§ Your instructions
Render the material below as a Markdown table with the columns Row and Line, numbering each line in order and omitting blank lines. Begin at the line that contains "Q: Point to every instance of the giraffe tail" and continue through the end of the material.

§ Data for this task
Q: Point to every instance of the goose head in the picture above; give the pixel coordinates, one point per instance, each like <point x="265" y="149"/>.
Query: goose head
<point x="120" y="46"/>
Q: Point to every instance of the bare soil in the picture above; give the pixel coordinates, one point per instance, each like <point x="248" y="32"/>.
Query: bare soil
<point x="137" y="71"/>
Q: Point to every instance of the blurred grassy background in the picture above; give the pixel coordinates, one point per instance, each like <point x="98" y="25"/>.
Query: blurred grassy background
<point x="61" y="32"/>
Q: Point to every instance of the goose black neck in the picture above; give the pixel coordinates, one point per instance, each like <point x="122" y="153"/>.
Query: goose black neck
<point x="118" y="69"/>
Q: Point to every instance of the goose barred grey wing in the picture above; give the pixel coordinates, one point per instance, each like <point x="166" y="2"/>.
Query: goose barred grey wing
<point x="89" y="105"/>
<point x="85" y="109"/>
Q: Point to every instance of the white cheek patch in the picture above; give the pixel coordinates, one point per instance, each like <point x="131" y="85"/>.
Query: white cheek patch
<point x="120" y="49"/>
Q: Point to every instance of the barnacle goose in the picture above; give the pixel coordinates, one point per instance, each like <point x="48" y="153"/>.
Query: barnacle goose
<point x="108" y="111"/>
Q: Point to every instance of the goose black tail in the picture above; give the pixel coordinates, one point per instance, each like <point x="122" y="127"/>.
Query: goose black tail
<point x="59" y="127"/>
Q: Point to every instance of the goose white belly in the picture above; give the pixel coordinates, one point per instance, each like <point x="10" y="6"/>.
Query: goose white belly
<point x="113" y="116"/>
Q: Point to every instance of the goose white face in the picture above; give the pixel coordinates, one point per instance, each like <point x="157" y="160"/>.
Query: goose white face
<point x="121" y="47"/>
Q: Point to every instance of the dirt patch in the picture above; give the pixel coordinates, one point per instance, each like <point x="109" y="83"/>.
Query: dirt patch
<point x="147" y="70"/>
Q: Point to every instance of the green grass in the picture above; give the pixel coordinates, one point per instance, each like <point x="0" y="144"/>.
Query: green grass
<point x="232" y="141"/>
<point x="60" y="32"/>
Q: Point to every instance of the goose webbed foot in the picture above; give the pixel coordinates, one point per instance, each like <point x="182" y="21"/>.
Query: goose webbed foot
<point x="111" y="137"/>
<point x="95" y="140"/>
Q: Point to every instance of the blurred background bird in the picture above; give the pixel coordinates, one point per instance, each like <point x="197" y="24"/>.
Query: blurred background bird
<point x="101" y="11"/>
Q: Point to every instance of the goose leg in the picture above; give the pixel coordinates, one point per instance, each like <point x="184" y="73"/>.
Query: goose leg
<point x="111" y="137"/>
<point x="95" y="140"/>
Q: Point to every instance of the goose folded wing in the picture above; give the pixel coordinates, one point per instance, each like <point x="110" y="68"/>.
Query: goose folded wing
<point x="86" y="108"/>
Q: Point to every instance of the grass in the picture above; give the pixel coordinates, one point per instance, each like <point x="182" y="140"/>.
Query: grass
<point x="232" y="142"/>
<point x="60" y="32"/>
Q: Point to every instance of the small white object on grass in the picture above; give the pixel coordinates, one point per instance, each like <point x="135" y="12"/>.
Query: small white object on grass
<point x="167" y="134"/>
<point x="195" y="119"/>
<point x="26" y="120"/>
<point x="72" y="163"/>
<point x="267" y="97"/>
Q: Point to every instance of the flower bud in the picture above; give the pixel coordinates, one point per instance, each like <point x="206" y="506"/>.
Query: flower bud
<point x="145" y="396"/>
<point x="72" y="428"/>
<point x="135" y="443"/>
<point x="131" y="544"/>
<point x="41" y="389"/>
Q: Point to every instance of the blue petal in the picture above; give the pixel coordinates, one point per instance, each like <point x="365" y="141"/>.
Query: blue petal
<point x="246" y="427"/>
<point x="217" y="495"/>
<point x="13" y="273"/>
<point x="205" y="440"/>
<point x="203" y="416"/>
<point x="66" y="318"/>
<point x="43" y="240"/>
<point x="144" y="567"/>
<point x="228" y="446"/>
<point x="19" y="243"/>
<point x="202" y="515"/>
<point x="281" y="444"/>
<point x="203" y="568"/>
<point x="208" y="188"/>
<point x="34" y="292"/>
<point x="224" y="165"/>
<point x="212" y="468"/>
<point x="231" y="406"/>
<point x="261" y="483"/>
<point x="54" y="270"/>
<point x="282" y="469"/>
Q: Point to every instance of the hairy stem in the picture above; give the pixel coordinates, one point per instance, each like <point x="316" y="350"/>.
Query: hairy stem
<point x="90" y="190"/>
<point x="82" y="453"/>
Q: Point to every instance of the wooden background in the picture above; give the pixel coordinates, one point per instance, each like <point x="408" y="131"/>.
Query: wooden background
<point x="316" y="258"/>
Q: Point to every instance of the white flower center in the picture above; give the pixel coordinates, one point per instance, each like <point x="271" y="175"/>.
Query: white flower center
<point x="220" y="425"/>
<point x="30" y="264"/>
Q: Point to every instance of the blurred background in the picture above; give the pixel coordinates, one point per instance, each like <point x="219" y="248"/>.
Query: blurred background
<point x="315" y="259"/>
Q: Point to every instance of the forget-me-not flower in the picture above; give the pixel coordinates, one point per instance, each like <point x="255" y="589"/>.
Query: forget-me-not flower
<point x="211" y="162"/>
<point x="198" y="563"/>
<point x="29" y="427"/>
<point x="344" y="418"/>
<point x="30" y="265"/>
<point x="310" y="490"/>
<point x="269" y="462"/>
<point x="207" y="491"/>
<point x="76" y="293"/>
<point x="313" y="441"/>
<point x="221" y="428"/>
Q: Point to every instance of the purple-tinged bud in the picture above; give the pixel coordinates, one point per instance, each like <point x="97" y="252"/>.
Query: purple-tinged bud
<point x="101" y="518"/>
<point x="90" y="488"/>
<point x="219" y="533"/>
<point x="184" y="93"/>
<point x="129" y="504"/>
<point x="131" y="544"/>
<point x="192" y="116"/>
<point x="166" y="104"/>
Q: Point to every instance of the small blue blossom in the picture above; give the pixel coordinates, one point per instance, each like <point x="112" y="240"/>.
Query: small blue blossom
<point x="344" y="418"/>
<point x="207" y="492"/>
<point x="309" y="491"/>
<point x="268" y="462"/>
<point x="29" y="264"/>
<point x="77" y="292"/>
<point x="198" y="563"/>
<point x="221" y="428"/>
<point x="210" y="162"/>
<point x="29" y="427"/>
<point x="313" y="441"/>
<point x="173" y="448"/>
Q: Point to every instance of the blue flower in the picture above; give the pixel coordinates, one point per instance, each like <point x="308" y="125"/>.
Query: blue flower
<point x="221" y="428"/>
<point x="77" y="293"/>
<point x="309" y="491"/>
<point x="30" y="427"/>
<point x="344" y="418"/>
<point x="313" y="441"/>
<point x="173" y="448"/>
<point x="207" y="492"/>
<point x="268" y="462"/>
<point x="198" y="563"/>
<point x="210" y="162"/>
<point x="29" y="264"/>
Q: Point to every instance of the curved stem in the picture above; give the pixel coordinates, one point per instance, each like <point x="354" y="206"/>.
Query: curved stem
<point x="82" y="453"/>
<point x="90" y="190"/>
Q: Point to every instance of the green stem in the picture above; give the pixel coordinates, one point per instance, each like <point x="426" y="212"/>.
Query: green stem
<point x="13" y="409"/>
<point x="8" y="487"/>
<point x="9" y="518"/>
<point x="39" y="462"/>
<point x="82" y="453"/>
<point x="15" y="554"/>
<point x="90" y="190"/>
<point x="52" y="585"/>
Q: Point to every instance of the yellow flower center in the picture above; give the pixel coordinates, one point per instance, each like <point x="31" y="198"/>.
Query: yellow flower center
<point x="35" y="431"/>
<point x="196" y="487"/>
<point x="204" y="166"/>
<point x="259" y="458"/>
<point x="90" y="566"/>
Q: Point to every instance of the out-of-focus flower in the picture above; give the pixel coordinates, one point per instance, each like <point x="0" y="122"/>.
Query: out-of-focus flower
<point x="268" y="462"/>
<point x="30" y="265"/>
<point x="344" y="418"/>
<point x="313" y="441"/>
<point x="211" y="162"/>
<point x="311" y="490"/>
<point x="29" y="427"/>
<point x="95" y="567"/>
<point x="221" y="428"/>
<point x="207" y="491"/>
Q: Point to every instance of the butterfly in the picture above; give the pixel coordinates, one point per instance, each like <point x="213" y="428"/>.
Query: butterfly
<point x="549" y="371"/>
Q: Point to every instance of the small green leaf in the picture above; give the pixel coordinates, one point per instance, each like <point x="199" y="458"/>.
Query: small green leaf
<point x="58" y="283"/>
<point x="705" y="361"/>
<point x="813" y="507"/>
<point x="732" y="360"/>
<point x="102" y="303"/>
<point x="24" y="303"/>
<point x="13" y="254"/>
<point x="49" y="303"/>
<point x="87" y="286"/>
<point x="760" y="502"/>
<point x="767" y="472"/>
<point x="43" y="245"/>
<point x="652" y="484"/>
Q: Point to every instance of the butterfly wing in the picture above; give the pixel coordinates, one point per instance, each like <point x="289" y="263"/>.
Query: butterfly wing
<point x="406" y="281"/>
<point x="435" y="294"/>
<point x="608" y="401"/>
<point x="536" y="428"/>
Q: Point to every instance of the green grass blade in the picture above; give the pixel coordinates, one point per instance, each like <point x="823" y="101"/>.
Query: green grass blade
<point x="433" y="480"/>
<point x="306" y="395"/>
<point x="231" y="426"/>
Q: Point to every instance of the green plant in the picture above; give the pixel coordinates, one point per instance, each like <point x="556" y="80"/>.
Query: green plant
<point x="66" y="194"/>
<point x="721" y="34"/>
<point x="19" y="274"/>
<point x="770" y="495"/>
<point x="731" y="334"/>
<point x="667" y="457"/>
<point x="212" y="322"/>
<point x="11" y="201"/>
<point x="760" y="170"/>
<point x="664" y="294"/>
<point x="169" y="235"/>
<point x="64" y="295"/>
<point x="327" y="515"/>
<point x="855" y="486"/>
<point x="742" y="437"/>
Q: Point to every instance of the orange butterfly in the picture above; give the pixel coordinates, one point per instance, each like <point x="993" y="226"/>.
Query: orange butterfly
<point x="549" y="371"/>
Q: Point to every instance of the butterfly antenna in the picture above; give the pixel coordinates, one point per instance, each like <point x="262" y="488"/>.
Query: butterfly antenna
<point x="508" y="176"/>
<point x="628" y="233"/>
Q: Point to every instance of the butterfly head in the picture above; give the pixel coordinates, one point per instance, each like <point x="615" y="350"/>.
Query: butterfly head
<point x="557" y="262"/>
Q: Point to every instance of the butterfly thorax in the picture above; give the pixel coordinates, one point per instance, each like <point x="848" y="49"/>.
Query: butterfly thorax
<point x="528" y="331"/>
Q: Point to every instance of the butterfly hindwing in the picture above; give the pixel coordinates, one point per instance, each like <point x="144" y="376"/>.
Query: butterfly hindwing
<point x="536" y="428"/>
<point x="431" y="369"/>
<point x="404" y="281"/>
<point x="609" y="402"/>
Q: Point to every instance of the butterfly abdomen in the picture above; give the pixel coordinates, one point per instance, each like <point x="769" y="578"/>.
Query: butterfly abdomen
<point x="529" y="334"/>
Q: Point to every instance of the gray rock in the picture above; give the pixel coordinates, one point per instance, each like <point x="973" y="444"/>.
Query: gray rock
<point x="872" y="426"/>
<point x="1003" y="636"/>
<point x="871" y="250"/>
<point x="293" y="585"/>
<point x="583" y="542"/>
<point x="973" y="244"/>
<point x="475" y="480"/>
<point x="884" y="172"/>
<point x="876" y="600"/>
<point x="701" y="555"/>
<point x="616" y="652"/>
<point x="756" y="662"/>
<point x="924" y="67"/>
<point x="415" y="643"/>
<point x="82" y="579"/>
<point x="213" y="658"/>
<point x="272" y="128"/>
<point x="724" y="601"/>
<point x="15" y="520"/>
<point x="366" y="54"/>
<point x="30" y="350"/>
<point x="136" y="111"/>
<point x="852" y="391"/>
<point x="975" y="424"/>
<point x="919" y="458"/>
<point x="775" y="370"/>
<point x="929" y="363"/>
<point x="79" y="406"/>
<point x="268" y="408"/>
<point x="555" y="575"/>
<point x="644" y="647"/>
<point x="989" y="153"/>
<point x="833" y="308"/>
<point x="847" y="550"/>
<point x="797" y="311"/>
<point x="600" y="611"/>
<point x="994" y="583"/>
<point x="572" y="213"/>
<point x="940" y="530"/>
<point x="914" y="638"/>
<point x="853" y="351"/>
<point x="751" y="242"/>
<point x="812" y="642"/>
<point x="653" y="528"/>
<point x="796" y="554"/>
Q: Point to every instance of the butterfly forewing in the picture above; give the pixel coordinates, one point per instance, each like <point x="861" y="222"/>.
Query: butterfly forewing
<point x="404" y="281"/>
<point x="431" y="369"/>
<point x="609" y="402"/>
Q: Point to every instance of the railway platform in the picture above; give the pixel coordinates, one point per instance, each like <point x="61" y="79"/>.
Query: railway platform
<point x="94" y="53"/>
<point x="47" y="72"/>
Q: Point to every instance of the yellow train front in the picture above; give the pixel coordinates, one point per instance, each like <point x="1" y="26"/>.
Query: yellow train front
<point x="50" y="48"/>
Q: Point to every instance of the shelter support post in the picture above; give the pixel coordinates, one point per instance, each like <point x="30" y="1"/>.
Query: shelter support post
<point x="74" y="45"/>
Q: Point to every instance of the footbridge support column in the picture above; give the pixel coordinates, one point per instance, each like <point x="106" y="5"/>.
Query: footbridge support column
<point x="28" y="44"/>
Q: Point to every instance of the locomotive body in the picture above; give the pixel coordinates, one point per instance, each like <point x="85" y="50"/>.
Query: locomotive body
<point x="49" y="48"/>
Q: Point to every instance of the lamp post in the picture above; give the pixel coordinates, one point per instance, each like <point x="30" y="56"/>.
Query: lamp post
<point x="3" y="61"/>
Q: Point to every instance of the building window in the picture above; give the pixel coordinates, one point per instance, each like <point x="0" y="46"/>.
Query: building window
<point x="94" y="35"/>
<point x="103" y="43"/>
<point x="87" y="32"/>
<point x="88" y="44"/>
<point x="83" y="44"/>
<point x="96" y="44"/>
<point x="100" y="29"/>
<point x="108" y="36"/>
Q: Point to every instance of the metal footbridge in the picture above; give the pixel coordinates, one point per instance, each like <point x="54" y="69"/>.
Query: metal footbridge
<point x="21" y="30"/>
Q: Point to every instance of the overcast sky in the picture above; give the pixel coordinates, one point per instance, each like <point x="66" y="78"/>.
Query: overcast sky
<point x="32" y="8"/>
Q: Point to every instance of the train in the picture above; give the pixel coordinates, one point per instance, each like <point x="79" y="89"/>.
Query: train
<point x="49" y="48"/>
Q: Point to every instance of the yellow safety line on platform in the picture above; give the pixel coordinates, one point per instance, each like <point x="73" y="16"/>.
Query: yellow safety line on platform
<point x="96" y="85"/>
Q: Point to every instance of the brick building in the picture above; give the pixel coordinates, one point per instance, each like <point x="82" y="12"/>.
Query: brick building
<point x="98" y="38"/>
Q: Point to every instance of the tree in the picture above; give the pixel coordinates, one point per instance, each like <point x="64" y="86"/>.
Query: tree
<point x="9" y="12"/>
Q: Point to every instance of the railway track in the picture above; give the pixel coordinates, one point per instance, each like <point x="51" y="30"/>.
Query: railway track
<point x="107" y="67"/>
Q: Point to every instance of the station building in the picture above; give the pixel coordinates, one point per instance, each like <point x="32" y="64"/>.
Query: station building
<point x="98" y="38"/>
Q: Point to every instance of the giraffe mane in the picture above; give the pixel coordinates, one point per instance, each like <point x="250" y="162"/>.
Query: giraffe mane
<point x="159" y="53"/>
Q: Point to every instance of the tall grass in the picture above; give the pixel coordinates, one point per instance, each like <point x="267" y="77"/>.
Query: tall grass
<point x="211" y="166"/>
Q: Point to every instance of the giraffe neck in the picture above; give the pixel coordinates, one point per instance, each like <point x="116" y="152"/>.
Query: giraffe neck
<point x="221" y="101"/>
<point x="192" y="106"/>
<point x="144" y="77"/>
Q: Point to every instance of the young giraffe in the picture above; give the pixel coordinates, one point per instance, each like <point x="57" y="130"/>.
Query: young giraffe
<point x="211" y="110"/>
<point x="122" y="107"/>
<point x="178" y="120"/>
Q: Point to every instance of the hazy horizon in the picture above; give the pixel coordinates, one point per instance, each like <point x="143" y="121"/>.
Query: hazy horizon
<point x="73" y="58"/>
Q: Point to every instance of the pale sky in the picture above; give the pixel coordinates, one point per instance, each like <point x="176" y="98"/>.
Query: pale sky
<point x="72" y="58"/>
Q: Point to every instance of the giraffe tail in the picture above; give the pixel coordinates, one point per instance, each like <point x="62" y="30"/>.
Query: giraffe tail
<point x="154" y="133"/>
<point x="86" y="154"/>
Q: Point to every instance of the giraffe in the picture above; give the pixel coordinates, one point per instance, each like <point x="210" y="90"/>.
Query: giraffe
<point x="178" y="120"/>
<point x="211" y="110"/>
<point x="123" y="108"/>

§ Written answer
| Row | Line |
|---|---|
| 1 | Q: Point to every instance of the giraffe tail in the picture above; give the pixel coordinates, one point per instance, each like <point x="62" y="30"/>. |
| 2 | Query: giraffe tail |
| 3 | <point x="154" y="133"/> |
| 4 | <point x="86" y="154"/> |
| 5 | Q: Point to every instance of the giraffe in the picture above; give the pixel coordinates, one point per instance, each like <point x="210" y="90"/>. |
| 6 | Query: giraffe |
| 7 | <point x="178" y="120"/> |
| 8 | <point x="211" y="110"/> |
| 9 | <point x="123" y="108"/> |